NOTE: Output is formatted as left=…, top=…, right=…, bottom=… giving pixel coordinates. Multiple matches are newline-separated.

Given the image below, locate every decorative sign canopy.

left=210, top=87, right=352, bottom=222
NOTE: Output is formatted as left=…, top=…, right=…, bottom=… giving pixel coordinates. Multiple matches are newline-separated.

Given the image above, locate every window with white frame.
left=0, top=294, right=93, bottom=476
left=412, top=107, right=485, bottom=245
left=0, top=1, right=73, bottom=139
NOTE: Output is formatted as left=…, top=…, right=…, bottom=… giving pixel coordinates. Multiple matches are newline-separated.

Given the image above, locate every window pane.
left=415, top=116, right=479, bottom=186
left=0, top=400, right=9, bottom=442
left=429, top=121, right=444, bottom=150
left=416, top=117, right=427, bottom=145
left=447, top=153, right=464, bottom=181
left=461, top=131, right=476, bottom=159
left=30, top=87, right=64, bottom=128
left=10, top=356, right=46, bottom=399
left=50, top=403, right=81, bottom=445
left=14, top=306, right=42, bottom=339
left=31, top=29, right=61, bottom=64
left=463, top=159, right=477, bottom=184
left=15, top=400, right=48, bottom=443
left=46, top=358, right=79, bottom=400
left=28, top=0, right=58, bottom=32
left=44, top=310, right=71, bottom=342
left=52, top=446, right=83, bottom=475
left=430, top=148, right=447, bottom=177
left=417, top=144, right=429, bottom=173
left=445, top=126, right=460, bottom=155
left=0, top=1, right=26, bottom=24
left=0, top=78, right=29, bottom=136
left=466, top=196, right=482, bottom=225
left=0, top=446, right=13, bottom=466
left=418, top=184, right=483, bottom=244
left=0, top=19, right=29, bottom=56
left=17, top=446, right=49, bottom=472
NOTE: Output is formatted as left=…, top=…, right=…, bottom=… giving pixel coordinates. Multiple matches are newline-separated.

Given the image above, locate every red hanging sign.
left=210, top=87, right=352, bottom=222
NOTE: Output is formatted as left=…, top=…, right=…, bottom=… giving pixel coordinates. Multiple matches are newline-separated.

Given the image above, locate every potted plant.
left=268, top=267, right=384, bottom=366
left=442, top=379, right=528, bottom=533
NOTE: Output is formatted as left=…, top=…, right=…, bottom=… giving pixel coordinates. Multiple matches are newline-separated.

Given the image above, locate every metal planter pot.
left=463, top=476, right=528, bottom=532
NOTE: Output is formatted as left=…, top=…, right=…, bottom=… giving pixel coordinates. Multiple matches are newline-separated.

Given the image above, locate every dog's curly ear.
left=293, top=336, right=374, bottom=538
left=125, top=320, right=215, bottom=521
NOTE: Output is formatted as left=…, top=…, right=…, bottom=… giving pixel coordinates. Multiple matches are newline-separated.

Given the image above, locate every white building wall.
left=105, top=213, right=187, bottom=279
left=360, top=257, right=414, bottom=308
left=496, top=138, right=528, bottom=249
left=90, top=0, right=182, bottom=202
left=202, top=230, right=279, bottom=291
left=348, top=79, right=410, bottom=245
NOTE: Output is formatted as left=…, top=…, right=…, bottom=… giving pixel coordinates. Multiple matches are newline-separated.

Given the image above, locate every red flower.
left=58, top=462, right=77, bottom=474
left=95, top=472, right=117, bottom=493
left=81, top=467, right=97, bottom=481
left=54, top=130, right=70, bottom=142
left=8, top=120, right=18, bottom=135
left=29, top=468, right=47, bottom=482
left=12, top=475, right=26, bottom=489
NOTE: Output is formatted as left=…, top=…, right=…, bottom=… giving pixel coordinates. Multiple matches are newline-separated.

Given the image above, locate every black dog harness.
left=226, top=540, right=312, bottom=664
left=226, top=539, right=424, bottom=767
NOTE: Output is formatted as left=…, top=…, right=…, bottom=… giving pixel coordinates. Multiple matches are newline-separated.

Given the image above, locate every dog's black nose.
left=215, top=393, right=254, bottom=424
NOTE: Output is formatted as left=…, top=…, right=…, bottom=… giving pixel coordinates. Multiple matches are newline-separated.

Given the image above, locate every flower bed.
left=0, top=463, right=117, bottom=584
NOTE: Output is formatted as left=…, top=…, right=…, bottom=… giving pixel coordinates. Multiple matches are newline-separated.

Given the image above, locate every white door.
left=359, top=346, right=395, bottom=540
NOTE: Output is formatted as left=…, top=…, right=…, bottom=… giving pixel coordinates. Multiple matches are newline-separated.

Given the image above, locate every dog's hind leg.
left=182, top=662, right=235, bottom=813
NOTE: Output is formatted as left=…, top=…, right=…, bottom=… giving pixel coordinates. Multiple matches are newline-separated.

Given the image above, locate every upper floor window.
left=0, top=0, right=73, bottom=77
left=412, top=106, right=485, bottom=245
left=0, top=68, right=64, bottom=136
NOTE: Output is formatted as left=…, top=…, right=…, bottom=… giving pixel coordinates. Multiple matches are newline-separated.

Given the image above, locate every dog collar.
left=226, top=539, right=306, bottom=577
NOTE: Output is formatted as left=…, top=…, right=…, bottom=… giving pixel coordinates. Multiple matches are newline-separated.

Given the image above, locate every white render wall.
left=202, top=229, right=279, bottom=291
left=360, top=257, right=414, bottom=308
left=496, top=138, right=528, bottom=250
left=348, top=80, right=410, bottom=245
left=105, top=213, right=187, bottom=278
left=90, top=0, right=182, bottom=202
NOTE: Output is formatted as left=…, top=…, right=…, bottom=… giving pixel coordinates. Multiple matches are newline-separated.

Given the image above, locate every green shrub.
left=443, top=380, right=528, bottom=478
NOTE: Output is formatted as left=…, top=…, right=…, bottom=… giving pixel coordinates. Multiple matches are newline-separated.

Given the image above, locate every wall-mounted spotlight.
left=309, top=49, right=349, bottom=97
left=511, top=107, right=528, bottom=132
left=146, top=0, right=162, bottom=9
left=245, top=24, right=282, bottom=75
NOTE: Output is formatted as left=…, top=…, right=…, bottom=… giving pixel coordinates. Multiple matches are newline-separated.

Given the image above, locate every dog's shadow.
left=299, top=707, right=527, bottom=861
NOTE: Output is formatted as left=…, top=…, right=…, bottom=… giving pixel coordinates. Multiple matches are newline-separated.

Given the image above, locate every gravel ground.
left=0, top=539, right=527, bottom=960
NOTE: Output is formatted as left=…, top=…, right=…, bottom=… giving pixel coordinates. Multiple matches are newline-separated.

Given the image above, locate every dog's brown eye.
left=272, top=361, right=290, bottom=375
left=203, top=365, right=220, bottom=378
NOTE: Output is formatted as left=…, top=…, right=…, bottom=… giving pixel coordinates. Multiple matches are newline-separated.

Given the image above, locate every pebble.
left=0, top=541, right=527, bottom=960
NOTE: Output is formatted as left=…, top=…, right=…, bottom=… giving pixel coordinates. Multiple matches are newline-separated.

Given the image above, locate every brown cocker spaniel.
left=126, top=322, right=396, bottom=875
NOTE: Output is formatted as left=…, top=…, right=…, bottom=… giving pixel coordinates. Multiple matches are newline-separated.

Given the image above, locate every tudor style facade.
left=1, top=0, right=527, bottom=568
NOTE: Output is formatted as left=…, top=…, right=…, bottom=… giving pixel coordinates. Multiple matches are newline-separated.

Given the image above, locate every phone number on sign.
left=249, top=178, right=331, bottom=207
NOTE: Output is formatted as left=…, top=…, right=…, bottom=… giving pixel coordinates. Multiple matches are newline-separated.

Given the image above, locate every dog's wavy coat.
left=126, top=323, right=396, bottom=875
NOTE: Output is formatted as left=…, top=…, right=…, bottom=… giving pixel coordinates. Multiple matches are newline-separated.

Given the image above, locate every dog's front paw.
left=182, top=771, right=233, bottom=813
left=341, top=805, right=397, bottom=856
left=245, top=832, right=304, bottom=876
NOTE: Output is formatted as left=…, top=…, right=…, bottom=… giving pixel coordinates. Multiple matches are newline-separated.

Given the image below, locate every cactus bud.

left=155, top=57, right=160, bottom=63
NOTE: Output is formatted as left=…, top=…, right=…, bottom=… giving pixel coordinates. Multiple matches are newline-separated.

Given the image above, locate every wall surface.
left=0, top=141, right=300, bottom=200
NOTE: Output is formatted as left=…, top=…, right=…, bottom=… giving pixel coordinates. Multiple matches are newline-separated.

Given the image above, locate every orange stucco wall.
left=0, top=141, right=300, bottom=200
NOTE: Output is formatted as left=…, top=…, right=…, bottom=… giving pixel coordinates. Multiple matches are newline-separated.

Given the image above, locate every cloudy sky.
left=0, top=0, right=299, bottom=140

▸ **About this task**
Using the entries above, give again each line from the one containing "Given the image below, locate every cactus" through the last line, exactly and only those.

▸ **Solution**
Given the image below, locate every cactus bud.

left=155, top=57, right=160, bottom=63
NOTE: Output is formatted as left=…, top=…, right=…, bottom=… giving pixel coordinates. Multiple matches are newline-separated.

Given the image above, locate every wall surface.
left=0, top=141, right=300, bottom=200
NOTE: Output is formatted as left=…, top=…, right=…, bottom=… giving pixel coordinates. Multiple matches are newline-separated.

Given the image above, locate every orange stucco wall.
left=0, top=141, right=300, bottom=200
NOTE: Output is formatted as left=…, top=…, right=…, bottom=… giving pixel coordinates. Multiple matches are newline-separated.

Given the image above, locate every cloudy sky.
left=0, top=0, right=299, bottom=140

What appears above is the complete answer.